**Texto mostrado:**
«Elogio de la Galena». (Rafael Álvarez, Revista «Ondas», España, 1927

quoteLeftUn elogio científico de la galena no está al alcance de todos los mortales. Un elogio «camelístico» de la galena en complicación con el Espasa es más hacedero. Un elogio honrado y un tanto lírico, sin grandes pretensiones literarias, modestito, con cierto tufillo de sentimentalismo burgués, tiene alguna probabilidad de acierto.

Vamos, a rechazar las dos primeras tentaciones. No empecemos con la fórmula abrumadora: SPb, (S, 13, 89: Pb, 86, 61), ni recordemos que empleada en las alfarerías para barnizar las vasijas de barro y darles apariencias porcelanescas es—según el enciclopédico — «digna de tenerse en cuenta por los envenenamientos que ha producido mediante los alimentos ácidos que tales vasijas contenían».

Para nosotros, la galena no tiene otros usos que el importantísimo que le asigna su papel en los aparatos receptores. No es un mineral, o, mejor dicho, no nos importa que lo sea. De todas sus aplicaciones sólo una nos interesa. Y aún así… conviene que no nos hagamos un pequeño lío.


De todos los elementos que componen un aparato receptor corriente y moliente, sin grandes complicaciones técnicas ni decorativas, la galena es el único que merece un elogio por la importancia de su función, por su simplicidad y por la probidad con que llena su cometido.

Bornas, reóstatos, amplificadores, etcétera, tienen un aspecto orgulloso e intolerable.

Un modesto tornillo, en cuanto está bruñido, adquiere una apariencia antipática y parece decirnos: «Aquí estoy yo; ¡atrévete conmigo!».

No digamos cuando se reúnen dos tornillos unidos por un simple hilo de cobre. Aún en este estado rudimentario de la organización mecánica, ofrecen una hostilidad agresiva. Si los tornillos son tres y llevan consigo alguna tuerquecita, forman ya un conjunto de formidable superioridad. No importa que estos tres tornillos sean una parte insignificante de un todo ciclópeo.

Adquieren y reflejan el orgullo del conjunto, y cuando un mísero mortal detiene en ellos sus miradas, parece que lo dicen —en alemán, naturalmente — : «Mira: -si no eres ingeniero, háznos el favor de fijarte en otra cosa».
Esta conciencia de superioridad que tienen las cosas o que nosotros les concedemos, que viene a ser lo mismo, establece una jerarquía muy parecida a la jerarquía de los hombres. Un motor no puede ser una cosa insignificante, aun cuando le encontremos insensible y polvoriento en el cuchitril de un trapero. ¿Hay, en cambio, algo más inofensivo que un cepillo?.

Una serie de registros
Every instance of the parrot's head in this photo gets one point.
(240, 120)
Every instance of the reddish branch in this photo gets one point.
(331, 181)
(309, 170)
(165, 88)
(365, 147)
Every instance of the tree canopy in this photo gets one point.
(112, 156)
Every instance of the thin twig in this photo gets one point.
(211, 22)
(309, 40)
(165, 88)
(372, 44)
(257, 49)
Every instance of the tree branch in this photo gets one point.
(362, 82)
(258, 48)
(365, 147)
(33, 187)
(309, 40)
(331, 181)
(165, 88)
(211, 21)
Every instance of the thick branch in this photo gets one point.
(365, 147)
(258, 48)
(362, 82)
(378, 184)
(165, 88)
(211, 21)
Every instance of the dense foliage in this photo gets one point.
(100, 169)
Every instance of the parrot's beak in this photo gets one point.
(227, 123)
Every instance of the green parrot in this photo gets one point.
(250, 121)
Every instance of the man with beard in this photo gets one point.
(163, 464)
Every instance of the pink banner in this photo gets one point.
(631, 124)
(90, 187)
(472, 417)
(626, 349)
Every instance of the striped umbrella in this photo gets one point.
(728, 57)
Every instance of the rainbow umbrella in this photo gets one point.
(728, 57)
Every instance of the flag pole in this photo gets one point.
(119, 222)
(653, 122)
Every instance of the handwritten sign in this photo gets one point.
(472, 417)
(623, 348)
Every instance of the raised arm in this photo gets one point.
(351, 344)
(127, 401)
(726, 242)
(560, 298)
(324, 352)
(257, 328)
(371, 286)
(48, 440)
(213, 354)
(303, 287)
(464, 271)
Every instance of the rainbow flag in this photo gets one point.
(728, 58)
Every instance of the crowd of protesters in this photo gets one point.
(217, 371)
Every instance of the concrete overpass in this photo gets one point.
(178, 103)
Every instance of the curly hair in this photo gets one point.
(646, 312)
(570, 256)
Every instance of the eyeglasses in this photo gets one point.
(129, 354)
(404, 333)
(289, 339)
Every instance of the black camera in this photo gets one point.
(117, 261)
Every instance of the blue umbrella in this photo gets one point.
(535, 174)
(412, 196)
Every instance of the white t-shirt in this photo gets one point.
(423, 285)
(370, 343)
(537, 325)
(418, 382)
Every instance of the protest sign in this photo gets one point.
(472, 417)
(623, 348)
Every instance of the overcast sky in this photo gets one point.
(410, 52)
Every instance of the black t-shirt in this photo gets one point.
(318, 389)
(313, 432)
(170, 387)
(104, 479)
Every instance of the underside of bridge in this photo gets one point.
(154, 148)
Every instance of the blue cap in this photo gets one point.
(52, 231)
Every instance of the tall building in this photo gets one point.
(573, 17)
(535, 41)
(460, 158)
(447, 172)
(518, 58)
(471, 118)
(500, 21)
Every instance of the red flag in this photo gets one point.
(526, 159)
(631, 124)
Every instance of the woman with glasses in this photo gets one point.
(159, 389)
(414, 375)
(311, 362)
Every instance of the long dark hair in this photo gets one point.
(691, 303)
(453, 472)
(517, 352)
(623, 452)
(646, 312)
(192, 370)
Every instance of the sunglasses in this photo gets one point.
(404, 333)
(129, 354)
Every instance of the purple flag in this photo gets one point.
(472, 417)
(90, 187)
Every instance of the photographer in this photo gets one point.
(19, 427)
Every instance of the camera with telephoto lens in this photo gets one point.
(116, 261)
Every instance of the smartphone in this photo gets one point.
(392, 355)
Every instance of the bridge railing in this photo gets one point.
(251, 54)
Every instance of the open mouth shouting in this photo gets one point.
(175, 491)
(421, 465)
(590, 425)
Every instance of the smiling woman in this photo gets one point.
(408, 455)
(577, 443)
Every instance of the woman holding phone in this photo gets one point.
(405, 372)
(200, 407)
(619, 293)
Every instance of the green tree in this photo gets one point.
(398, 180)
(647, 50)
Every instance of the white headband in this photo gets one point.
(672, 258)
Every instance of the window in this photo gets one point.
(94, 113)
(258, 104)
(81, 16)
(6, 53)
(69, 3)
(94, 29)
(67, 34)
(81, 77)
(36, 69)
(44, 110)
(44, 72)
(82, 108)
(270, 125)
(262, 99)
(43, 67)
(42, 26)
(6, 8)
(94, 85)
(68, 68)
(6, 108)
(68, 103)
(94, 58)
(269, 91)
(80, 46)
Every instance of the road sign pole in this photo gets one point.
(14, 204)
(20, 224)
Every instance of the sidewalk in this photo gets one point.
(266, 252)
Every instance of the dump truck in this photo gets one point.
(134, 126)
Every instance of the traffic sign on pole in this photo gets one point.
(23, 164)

**Enunciado del ejercicio:** Reproduce sin cambios, por favor, el pasaje del artículo sobre la galena que va desde "Adquieren y reflejan" hasta "que un cepillo?.".

**Respuesta completa:**
Adquieren y reflejan el orgullo del conjunto, y cuando un mísero mortal detiene en ellos sus miradas, parece que lo dicen —en alemán, naturalmente — : «Mira: -si no eres ingeniero, háznos el favor de fijarte en otra cosa».
Esta conciencia de superioridad que tienen las cosas o que nosotros les concedemos, que viene a ser lo mismo, establece una jerarquía muy parecida a la jerarquía de los hombres. Un motor no puede ser una cosa insignificante, aun cuando le encontremos insensible y polvoriento en el cuchitril de un trapero. ¿Hay, en cambio, algo más inofensivo que un cepillo?.